(Rows excerpted from a collection)

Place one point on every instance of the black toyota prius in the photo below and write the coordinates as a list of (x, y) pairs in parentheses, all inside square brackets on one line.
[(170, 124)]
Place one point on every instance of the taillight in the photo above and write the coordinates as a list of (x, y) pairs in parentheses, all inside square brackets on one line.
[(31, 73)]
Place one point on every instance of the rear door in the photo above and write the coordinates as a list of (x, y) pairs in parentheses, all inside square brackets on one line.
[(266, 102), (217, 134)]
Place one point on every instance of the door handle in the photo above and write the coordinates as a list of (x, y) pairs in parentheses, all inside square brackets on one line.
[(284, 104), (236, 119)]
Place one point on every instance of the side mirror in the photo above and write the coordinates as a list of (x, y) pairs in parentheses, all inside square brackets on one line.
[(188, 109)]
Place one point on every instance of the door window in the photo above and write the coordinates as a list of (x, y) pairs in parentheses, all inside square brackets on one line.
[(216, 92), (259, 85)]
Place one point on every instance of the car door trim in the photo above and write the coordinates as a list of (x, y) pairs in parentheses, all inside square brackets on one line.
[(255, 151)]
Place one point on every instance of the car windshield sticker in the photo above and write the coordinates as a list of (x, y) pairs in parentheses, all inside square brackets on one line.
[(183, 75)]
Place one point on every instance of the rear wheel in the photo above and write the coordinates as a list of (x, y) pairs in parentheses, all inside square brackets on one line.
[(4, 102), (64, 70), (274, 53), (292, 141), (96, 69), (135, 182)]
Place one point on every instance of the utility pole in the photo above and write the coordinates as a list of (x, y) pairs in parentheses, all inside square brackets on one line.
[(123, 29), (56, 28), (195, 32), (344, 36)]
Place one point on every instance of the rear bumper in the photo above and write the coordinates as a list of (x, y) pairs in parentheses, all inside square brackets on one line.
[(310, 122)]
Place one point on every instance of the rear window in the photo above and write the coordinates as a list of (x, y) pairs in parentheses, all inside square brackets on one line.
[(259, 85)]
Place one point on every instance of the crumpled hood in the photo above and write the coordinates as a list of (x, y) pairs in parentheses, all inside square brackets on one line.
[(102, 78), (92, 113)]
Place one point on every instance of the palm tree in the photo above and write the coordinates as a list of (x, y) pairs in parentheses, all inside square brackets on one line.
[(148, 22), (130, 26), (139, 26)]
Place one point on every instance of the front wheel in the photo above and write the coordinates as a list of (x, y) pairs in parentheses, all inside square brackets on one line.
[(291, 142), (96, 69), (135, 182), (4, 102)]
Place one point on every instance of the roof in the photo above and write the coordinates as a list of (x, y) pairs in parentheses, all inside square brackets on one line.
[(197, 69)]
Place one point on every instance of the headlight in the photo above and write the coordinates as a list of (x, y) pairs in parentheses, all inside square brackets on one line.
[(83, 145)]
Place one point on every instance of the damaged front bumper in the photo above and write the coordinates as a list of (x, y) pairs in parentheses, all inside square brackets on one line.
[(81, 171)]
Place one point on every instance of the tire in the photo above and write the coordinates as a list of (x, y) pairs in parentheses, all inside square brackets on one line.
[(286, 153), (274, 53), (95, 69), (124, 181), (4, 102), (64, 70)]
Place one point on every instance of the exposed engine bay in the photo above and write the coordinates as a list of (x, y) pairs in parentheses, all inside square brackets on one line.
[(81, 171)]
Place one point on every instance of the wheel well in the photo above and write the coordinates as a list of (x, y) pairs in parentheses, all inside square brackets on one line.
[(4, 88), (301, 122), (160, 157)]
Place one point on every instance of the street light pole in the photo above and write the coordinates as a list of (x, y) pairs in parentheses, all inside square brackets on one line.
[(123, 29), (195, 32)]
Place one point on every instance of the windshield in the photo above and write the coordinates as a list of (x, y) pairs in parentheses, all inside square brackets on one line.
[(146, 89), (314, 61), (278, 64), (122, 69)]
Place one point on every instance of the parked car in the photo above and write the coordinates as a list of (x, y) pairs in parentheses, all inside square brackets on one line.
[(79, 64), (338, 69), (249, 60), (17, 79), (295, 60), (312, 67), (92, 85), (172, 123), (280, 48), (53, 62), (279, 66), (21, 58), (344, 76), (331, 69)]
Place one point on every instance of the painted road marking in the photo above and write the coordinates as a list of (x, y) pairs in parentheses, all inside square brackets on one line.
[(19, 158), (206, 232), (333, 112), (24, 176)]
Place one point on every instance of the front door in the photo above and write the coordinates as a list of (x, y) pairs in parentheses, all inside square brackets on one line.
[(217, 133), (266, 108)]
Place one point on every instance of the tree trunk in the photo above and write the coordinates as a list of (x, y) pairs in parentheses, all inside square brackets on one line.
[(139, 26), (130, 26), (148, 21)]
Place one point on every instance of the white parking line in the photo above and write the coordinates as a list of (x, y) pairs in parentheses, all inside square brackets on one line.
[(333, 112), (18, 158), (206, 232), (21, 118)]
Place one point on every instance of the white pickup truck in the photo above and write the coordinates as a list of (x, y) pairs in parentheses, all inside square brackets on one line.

Exercise objective:
Give all the rows again, swapping "square brackets" for "curly braces" everywhere it occurs and leaving everything else as it is.

Answer to the problem:
Place one point on every instance of the black toyota prius in the photo below and write the coordinates as a list of (x, y) pairs in parentheses, all inside curly braces on one line.
[(170, 124)]
Place one point on every instance of the taillight in the photo above and write the coordinates as a list of (x, y) pairs in parentheses, all inside curly braces on one line.
[(31, 73)]
Place one point on every instance of the rear door in the photo above and write the coordinates as a list of (x, y) pairs in parentheses, all inside curly braces on one line.
[(266, 102), (217, 134)]
Place one point on every instance of the door handle in the photo above and write the coordinates as a list of (x, y) pairs in parentheses, all inside curly braces on one line.
[(284, 104), (236, 119)]
Place one point on every instance of the side mirror in the photo above and write the coordinates as a list of (x, y) pairs in parentheses, all inside curly braces on one line.
[(188, 109)]
Place one point on every instance of the door window in the photo above and write the coordinates as a list of (x, y) pairs in parentheses, all inside curly braces on one line.
[(216, 92), (259, 85)]
Place one point on every instance of the car door trim in the photo above and write the coordinates as a list of (x, y) pairs in parentheses, all inside curly braces on one line.
[(255, 151)]
Place one point on every instance of the car windshield sticker in the photo above and write the coordinates as a list of (x, y) pairs in parentheses, all inside curly braces on one line.
[(183, 75)]
Place one point on every instance of the rear wheel in the photo above and write the coordinates as a list of (x, y) pairs in parentheses, all inside curly braces on one line.
[(4, 102), (64, 70), (274, 53), (292, 141), (96, 69), (135, 182)]
Place one point on every instance of the utility pole in the photo above and write the coordinates as a list of (x, y) pairs in parentheses, all inside curly braces on one line.
[(123, 29), (56, 28), (195, 32), (344, 36)]
Place one point on every instance of the rear bumper in the photo above and write the coordinates as a list of (x, y) pairs in parentheses, all inside curly braces on one line.
[(310, 122)]
Place one point on every instance of the rear window in the photo above and write the coordinates as a list of (x, y) pairs in parentheses, all inside curly braces on one line.
[(259, 85)]
Place one point on every instance of the crumpled hood in the photo above and write the coordinates as a list of (x, y) pairs in parentheses, all inside curly braces on one line.
[(102, 78), (92, 113)]
Place one point on every instance of the palm tree in the photo above and write the coordinates as a list of (x, y) pairs in parentheses, all inside curly braces on one line.
[(148, 22), (130, 26), (139, 26)]
Place one point on every instance of the front wheel in the photo above and write the coordinates as a list of (x, y) pairs in parentheses, all inside curly braces on one line.
[(291, 142), (96, 69), (135, 182), (4, 102)]
Place one point on every instance of the roof in the photo above and write the coordinates as a list of (x, y) pairs in parentheses, all inside curly braces on one line.
[(197, 69)]
Place one point on every instance of the headlight in the photo above and write the coordinates as a list of (x, y) pairs in parentheses, all inside curly braces on one line.
[(83, 145)]
Place one point on every instance of the damaged front bumper in the photo above and write the coordinates as a list of (x, y) pairs in parentheses, all inside curly braces on one line.
[(81, 171)]
Place one point on every instance of the tire in the photo above and write the coordinates as a list of (x, y) pairs in parentheses, all inside curly braces on one line.
[(286, 153), (274, 53), (95, 69), (124, 181), (4, 102), (64, 70)]
Place one point on every instance of the exposed engine bay in the photo above and write the coordinates as a list of (x, y) pairs in parentheses, all inside curly braces on one line.
[(81, 171)]
Place one point on every instance of the wheel well in the photo above and write the coordinates as a list of (x, y) pairs in parentheses, all inside curly braces on one line.
[(4, 88), (301, 122), (160, 157)]
Place one point on every instance of the street light pole in the photo above and write the coordinates as a list of (x, y) pairs in parentheses, all inside curly braces on one line.
[(123, 29), (195, 32)]
Place one point on every instance of the windshield in the photo above and write the coordinates as a list of (x, y) pairs in parentheses, all inside curly braces on one line.
[(146, 89), (314, 61), (278, 64), (122, 69)]
Place one point on every instance of the parked car in the photo above and write the coordinates as a list of (x, y) pairs in parentheses, all inside curly braces on one line.
[(79, 64), (338, 69), (249, 60), (17, 79), (295, 60), (312, 67), (92, 85), (172, 123), (280, 48), (53, 62), (279, 66), (21, 58), (344, 76), (331, 69)]
Place one point on every instance of the painted road marking in the photo above and write the coordinates as a list of (x, y) pairs in parentheses, all inside curly braces on one line.
[(19, 158), (206, 232), (333, 112), (24, 176)]
Place one point on every instance of the front door in the photo above and write the coordinates as a list of (x, y) pairs in parentheses, all inside curly braces on one line.
[(217, 133), (266, 108)]
Place one point on every instance of the tree trunk in the photo above and write the coordinates as a list of (x, y) pairs in parentheses, all inside curly braces on one line.
[(139, 26), (130, 26), (148, 21)]
Place one point on every instance of the white parking line in the photo above and write the coordinates as a list of (x, y) pairs in parentheses, all inside curly braces on one line.
[(333, 112), (18, 158), (206, 232), (21, 118)]
Place one point on every instance of the white pickup truck in the photo above and write the coordinates as a list of (x, y) pairs in parentheses, all inside curly braces on one line.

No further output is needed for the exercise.